◆ **Testo da leggere**:
####

I True Widow da Dallas sono un trio formato da Dan Phillips alla chitarra, Nicole Estill al basso e Timothy Starks alla batteria e fanno slow core.
Il termine che di per sè indica una moltitudine di bands (Codeine, Red House Painters, Mazzy Star, Galaxie 500, For Carnation, Spain, American Music Club e mi fermo qui tanto ci siam capiti..) ad un orecchio smaliziato dice tutto e nulla poichè tra questi nomi si celano quelli che in realtà sono puro post-rock rallentato, altri, fautori di un rock più onirico e psichedelico appartenente alla galassia shoegaze ed infine chi in questo calderone ci è finito solo perchè il suo folk è oscuro e depresso.
Allora occorre tirare fuori solo un nome che di diritto merita l’appellativo slo-core senza ulteriori spiegazioni nè pericolo di fraintendimenti: i Low, i grandissimi Low (che tra l’altro son tornati in questi giorni con un nuovo album, C’mon, più classico nei confronti della tradizione sad folk americana rispetto ai loro albums precedenti). Ecco, i True Widow sono molto old-Low oriented.
Tornando per un attimo allo shoegaze, se l’orecchio di prima è accompagnato anche da un buon occhio e da una discreta curiosità per la blogosfera musicale, avrà notato che in quest’ultimo periodo se ne parla tantissimo, soprattutto in chiave deformata a seconda dell’imbastardimento cui è sottoposto (shitgaze se si allude all’indie lo-fi, blackgaze per quella scena francese di black metal melodico ecc.).
Per i True Widow è stato coniato il termine stonegaze, ove si può facilmente intuire che allude a suoni stoner in un contesto shoegaze.
Al di là del ridicolo insito in ogni nuova definizione mediatica (quasi ogni band ha un suo genere, e questo non è possibile), c’è un fattore di parziale verità che occorre mettere in luce e che fa di questo disco un grande disco, uno dei più belli in questo scorcio di 2011 e che fa dei True Widow una band con semplici ma belle intuizioni; esso consiste nel fatto che questi texani hanno dei suoni belli grassi, grossi e cicciotti, accordature ribassate e non lesinano a girare fino in fondo le manopole dei volumi e della distorsione, come farebbe un qualsiasi gruppo sludge/post hc, e se la scrittura dei brani, il tipo di melodie e atmosfere, l’uso delle voci maschile/femminile non richiamasse quelli dei Low, potremmo pure credere di fronte ad ogni inizio di brano di trovarci al cospetto di una band del genere.

####

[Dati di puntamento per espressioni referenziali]
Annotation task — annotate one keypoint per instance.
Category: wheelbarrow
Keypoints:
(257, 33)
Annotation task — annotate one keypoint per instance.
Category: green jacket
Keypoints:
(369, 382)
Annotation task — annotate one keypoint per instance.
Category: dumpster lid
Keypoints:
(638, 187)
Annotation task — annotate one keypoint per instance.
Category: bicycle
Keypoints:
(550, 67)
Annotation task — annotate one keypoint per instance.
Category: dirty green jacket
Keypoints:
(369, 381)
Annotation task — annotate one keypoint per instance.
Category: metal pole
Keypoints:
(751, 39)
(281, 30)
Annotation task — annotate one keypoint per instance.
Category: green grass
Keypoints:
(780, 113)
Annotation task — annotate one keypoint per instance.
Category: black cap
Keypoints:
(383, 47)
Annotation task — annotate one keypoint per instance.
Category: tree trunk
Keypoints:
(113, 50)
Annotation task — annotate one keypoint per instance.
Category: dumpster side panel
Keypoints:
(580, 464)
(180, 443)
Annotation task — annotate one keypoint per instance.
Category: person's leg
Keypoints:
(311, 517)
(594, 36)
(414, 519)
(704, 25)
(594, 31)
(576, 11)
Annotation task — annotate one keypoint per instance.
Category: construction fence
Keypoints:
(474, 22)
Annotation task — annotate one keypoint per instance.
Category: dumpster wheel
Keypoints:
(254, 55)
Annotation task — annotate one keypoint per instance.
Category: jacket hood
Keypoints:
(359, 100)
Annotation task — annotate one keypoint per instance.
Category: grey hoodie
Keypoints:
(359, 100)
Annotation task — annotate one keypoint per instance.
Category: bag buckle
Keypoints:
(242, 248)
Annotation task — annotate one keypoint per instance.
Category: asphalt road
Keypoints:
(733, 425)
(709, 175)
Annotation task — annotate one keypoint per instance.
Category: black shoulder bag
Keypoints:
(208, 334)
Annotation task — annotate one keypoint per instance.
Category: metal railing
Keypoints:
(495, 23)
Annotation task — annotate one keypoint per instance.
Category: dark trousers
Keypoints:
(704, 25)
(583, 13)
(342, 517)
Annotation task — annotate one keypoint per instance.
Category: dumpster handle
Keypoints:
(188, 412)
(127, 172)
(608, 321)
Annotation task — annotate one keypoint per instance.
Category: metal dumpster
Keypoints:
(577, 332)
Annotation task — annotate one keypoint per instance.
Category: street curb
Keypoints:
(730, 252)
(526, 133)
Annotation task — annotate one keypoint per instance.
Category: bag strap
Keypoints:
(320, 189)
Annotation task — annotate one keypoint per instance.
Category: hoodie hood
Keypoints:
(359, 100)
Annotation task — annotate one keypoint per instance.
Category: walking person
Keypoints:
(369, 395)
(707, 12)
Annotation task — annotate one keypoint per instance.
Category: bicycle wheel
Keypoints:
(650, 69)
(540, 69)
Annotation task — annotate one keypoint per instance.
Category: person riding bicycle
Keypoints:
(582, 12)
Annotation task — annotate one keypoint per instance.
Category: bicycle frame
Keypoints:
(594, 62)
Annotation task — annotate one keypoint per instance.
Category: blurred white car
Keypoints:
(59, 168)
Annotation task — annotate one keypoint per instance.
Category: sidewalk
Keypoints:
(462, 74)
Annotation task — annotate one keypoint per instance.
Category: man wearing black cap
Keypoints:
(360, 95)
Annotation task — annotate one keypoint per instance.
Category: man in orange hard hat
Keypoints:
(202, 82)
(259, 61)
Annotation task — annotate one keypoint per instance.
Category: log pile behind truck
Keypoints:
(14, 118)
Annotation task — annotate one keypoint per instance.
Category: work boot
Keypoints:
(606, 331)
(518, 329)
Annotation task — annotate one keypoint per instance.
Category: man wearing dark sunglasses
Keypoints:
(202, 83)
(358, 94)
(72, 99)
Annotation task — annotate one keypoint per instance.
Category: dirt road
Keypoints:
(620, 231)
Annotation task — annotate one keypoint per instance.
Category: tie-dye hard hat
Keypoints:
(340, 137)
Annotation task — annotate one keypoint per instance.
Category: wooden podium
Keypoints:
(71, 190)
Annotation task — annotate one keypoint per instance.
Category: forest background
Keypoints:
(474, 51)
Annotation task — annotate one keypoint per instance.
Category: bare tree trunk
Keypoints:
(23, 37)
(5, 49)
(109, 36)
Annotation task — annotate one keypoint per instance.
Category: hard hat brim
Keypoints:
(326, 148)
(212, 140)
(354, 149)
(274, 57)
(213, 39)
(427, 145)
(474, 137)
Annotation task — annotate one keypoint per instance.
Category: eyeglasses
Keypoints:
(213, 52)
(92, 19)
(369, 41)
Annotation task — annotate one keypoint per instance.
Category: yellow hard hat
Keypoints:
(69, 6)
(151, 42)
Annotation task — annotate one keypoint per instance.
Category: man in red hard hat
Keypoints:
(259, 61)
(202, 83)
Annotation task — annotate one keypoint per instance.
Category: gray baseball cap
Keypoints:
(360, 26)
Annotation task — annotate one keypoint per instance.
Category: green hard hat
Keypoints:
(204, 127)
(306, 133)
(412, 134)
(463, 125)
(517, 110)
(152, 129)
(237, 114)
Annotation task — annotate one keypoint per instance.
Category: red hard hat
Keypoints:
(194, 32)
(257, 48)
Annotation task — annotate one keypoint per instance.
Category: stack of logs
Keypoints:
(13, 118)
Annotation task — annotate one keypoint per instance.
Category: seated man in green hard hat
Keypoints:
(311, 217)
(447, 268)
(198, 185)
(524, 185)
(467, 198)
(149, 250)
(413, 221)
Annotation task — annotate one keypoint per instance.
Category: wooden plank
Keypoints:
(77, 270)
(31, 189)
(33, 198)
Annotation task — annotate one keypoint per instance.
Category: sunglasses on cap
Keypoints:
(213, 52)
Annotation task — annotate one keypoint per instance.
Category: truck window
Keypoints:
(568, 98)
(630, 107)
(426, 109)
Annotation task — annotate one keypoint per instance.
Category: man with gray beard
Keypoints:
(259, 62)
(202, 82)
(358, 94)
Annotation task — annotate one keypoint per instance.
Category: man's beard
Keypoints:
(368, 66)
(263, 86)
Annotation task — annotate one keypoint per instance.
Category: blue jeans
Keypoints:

####

◆ **Consegna 1**: Nella recensione dei True Widow, quale termine è stato coniato per definire la band?
◆ **Consegna 2**: Prosegui la recensione dei True Widow dopo l'ultima frase riportata.

◆ **Risposta 1**: Stonegaze.

◆ **Risposta 2**:
Poche note insistite, plettrate pesanti, suoni fangosi, voce lontana come se venisse da un’altra stanza ma senza mai uscire da quella dimensione ipnotica, malinconica, dolce ed elettricamente drogata (i Come della coppia Zedek/Brokaw?).
Chi non è amante dei suoni heavy ed ama invece le derive americane più in penombra tipiche delle bands citate si avvicini pure con entusiamo a True Widow, chi invece non riesce più a disintossicarsi dalle scorie tossiche dello stoner, dello sludge, del doom e del post-hc sappia che suoni gravidi di oscuri presagi ne trova anche qui e da qui potrebbe cominciare la sua terapia a base di slow core. Per questi ultimi un’ulteriore garanzia: la label Kemado su cui esce questo secondo full-lenght dei True Widow ha nel proprio rooster tipacci come The Sword (new thrash), Danava (heavy psych) e Xasthur (contemporary black metal) e tutto potrebbe tornare come in una magica, impossibile alchimia.